Given problem:
Reproduce the part of the records below that opens with the line containing "Mark the region of each instance of the tree" and closes with the line containing "POLYGON ((55 74, 56", with both of those lines included.

Provided material:
>>>>

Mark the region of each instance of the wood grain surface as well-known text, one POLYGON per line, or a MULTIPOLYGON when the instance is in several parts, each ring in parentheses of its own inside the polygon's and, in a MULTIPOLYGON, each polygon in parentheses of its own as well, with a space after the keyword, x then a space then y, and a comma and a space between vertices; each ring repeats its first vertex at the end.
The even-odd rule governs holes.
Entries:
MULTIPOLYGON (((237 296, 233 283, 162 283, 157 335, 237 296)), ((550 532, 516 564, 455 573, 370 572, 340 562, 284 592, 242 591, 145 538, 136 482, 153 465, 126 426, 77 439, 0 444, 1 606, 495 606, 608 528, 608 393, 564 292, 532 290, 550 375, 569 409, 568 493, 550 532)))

<<<<
>>>>

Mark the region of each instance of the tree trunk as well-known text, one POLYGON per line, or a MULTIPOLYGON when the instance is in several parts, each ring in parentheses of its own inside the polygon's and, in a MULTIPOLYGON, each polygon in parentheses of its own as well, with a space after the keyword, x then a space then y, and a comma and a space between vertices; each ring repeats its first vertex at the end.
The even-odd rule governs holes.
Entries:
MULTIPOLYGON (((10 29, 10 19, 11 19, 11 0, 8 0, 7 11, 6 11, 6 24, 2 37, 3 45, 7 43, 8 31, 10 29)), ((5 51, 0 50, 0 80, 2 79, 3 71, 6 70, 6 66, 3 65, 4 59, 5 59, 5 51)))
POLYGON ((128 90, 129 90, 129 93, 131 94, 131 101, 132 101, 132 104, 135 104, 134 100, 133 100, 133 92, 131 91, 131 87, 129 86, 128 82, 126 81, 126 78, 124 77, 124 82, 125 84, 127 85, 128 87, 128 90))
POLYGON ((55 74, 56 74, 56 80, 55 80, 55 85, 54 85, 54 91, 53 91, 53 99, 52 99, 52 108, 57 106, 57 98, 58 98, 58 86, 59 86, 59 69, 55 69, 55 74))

<<<<

Response to the exercise:
Mark the region of each instance of the tree trunk as well-known text, one POLYGON per line, or a MULTIPOLYGON when the instance is in several parts, each ring in parentheses of its own inside the polygon's and, in a MULTIPOLYGON, each polygon in parentheses of its own as well, with a space after the keyword, x then a space then y, and a comma and a space between vertices; each ring repeats its first vertex at the end.
The even-odd rule governs holes.
Entries:
MULTIPOLYGON (((10 29, 10 19, 11 19, 11 0, 8 0, 7 11, 6 11, 6 24, 2 37, 3 45, 7 43, 8 31, 10 29)), ((5 51, 0 50, 0 80, 2 79, 3 71, 6 70, 6 66, 3 65, 4 59, 5 59, 5 51)))
POLYGON ((128 90, 129 90, 129 93, 131 94, 131 101, 132 101, 132 104, 135 104, 134 100, 133 100, 133 92, 131 91, 131 87, 129 86, 128 82, 126 81, 126 78, 124 77, 124 82, 125 84, 127 85, 128 87, 128 90))
POLYGON ((55 74, 56 74, 56 80, 55 80, 55 85, 54 85, 54 91, 53 91, 53 99, 52 99, 52 108, 57 106, 57 98, 58 98, 58 86, 59 86, 59 69, 55 69, 55 74))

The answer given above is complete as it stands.